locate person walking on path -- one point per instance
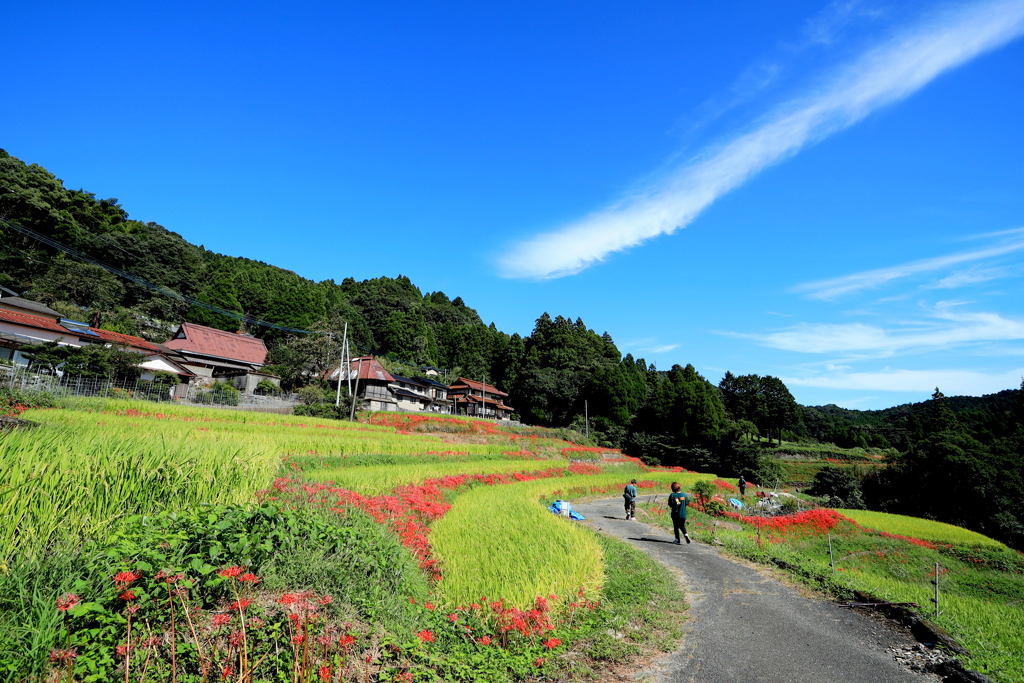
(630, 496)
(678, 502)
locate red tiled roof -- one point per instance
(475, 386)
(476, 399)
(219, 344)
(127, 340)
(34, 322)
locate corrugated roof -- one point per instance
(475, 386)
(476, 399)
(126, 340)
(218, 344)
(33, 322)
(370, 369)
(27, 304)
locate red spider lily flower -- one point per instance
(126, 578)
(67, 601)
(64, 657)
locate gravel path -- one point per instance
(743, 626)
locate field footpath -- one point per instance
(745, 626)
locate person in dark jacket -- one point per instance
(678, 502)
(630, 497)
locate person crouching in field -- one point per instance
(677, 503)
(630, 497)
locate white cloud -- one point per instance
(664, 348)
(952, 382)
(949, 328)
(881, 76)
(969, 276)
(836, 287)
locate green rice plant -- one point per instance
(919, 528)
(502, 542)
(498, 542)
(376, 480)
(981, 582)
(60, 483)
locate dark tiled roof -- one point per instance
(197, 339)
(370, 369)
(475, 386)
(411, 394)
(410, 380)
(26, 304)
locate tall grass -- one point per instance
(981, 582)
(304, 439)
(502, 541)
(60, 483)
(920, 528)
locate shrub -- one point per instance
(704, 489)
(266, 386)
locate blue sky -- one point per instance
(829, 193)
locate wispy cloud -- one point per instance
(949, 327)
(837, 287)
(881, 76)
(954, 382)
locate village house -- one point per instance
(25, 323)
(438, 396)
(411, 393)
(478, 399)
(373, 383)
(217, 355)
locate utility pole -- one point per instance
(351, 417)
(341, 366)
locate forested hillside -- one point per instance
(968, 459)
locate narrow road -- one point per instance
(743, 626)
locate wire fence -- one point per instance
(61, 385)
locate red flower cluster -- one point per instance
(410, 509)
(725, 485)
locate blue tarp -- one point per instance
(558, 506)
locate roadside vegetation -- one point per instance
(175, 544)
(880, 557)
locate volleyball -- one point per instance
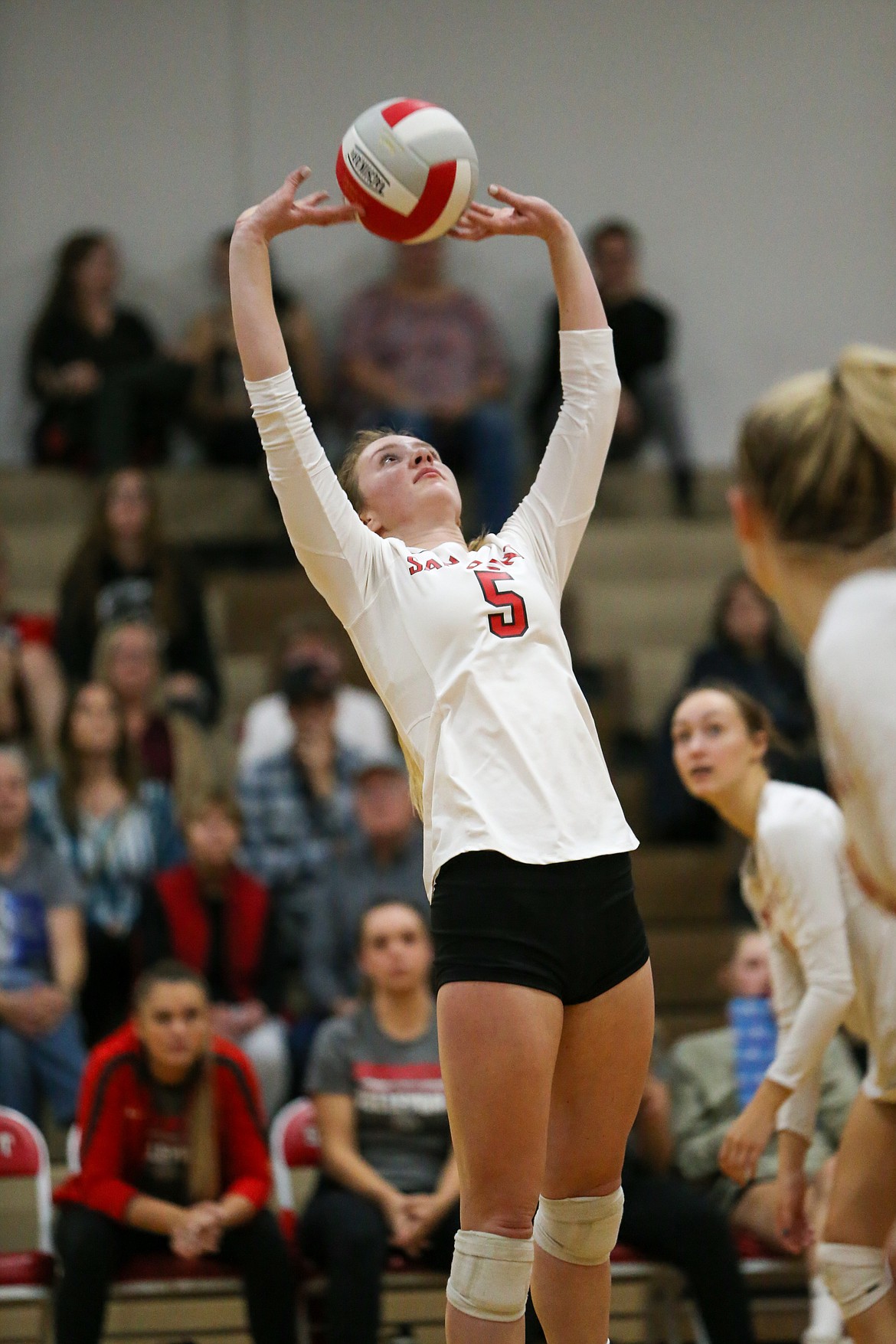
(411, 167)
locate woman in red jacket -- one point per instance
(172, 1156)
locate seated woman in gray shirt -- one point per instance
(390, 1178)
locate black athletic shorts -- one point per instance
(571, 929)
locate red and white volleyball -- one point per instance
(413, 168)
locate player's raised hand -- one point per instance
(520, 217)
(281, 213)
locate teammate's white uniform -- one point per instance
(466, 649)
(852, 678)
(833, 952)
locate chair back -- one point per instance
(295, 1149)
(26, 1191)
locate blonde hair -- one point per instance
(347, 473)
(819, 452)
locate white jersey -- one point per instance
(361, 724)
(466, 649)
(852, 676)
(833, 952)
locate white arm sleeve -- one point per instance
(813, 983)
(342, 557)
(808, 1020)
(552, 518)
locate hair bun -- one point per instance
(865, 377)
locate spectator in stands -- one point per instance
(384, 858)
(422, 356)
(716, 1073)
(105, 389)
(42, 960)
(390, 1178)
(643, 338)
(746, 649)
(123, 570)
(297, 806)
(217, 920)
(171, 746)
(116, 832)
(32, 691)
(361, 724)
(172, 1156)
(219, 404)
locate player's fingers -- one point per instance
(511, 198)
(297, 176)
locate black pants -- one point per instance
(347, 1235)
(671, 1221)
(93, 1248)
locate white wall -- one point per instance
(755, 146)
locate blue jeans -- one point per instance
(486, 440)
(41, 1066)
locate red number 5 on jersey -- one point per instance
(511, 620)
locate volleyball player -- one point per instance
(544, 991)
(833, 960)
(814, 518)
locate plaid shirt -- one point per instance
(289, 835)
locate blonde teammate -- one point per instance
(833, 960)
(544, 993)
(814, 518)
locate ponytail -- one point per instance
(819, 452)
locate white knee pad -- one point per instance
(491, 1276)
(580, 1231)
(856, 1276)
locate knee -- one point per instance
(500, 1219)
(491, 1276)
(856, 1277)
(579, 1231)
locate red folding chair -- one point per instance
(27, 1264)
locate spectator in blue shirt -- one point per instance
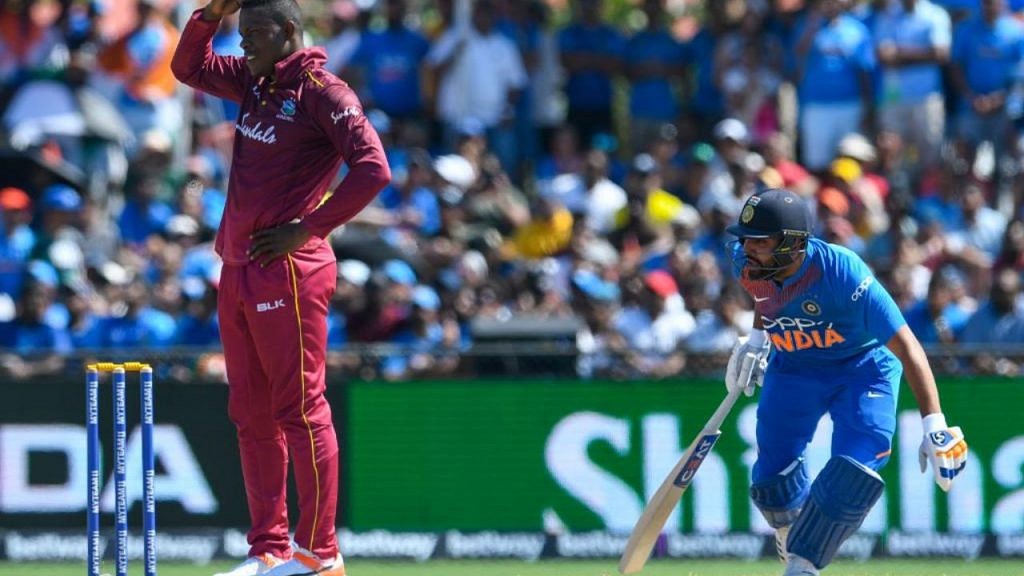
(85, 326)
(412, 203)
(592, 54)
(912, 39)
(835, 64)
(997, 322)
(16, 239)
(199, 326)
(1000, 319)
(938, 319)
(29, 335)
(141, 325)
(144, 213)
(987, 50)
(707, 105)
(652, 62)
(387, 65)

• To do: Turn the material above into a numbered list, one line per item, with no blank lines, and leave the pictures out.

• Exercise response:
1. locate person walking on path -- one point per instance
2. (630, 496)
3. (678, 502)
4. locate red tiled roof -- one point per instance
5. (475, 386)
6. (476, 399)
7. (219, 344)
8. (127, 340)
9. (34, 322)
10. locate corrugated roof -- one point per instance
11. (475, 386)
12. (476, 399)
13. (126, 340)
14. (218, 344)
15. (33, 322)
16. (370, 369)
17. (27, 304)
18. locate red spider lily flower -- one point per instance
19. (126, 578)
20. (67, 601)
21. (64, 657)
22. locate gravel path -- one point per instance
23. (743, 626)
24. locate field footpath -- one point per instance
25. (745, 626)
26. locate person in dark jacket -- one point per instance
27. (678, 502)
28. (630, 497)
29. locate person crouching in field -- one point per instance
30. (677, 503)
31. (630, 497)
32. locate white cloud -- one point per instance
33. (664, 348)
34. (952, 382)
35. (949, 328)
36. (881, 76)
37. (969, 276)
38. (836, 287)
39. locate green rice plant -- one point per instance
40. (919, 528)
41. (502, 542)
42. (498, 542)
43. (376, 480)
44. (981, 582)
45. (60, 483)
46. locate dark tiled roof -- one point per instance
47. (197, 339)
48. (370, 369)
49. (475, 386)
50. (411, 394)
51. (410, 380)
52. (26, 304)
53. locate tall grass -- one point per instance
54. (981, 582)
55. (304, 439)
56. (502, 541)
57. (60, 483)
58. (920, 528)
59. locate shrub -- one point per instance
60. (704, 489)
61. (266, 386)
62. locate blue sky -- one point per instance
63. (829, 193)
64. locate wispy cloud -- one point per instance
65. (949, 327)
66. (837, 287)
67. (881, 76)
68. (954, 382)
69. locate village house -- one point per instance
70. (25, 323)
71. (438, 396)
72. (411, 393)
73. (478, 399)
74. (373, 383)
75. (217, 355)
76. locate utility pole -- one point per instance
77. (351, 417)
78. (341, 366)
79. locate forested hillside -- one point per instance
80. (968, 459)
81. locate narrow road -- one point per instance
82. (743, 626)
83. locate wire fence -- one point per instance
84. (61, 385)
85. locate red flower cluster -- one point per instance
86. (410, 509)
87. (725, 485)
88. locate blue tarp -- one point per instance
89. (558, 506)
90. locate roadside vegetation -- one point per instance
91. (175, 544)
92. (880, 557)
93. locate volleyball -- one point per instance
94. (411, 167)
95. locate woman in red jacket -- one point per instance
96. (172, 1156)
97. locate seated woman in gray shirt -- one point per instance
98. (390, 1178)
99. locate black athletic shorts -- one point per instance
100. (571, 929)
101. locate red and white volleyball -- one point per instance
102. (413, 168)
103. locate player's raised hand -- one point per instance
104. (520, 217)
105. (281, 213)
106. locate teammate's white uniform -- one point per instance
107. (466, 649)
108. (852, 678)
109. (833, 952)
110. locate chair back -- one point per instance
111. (295, 1149)
112. (26, 1191)
113. locate blonde hair -- one point per instance
114. (347, 473)
115. (819, 452)
116. locate white jersey -- one point per instance
117. (361, 724)
118. (466, 649)
119. (852, 676)
120. (833, 952)
121. locate white arm sleeve -- one point per instance
122. (813, 983)
123. (342, 557)
124. (808, 1020)
125. (552, 518)
126. locate hair bun -- one point per instance
127. (865, 377)
128. locate spectator in stands -- one point per instance
129. (384, 858)
130. (422, 356)
131. (716, 1073)
132. (105, 389)
133. (42, 960)
134. (390, 1178)
135. (643, 338)
136. (746, 649)
137. (123, 570)
138. (297, 806)
139. (217, 920)
140. (171, 746)
141. (116, 832)
142. (32, 691)
143. (361, 724)
144. (172, 1156)
145. (219, 404)
146. locate player's fingers -- one point per instance
147. (511, 198)
148. (297, 176)
149. locate black pants -- one point per instance
150. (347, 1235)
151. (671, 1221)
152. (93, 1248)
153. locate white wall -- one point per instance
154. (755, 146)
155. locate blue jeans -- one point per instance
156. (486, 440)
157. (41, 1066)
158. locate red number 5 on jersey -- one point per instance
159. (511, 620)
160. locate volleyball player -- one point per instance
161. (544, 991)
162. (833, 960)
163. (814, 518)
164. locate plaid shirt -- one point per instance
165. (289, 835)
166. locate blonde teammate -- one point per instance
167. (833, 960)
168. (544, 993)
169. (814, 518)
170. locate ponytail -- one point per instance
171. (819, 452)
172. locate white knee pad -- one point per instance
173. (491, 1276)
174. (580, 1231)
175. (856, 1276)
176. locate knee -- one point per instance
177. (500, 1219)
178. (491, 1276)
179. (856, 1277)
180. (579, 1231)
181. locate red folding chair -- one point per instance
182. (27, 1264)
183. locate spectator in blue shirt -- one point per instance
184. (85, 326)
185. (412, 203)
186. (592, 54)
187. (912, 39)
188. (835, 64)
189. (997, 322)
190. (16, 239)
191. (199, 326)
192. (1000, 319)
193. (938, 319)
194. (29, 335)
195. (141, 325)
196. (144, 213)
197. (987, 50)
198. (707, 105)
199. (652, 62)
200. (387, 65)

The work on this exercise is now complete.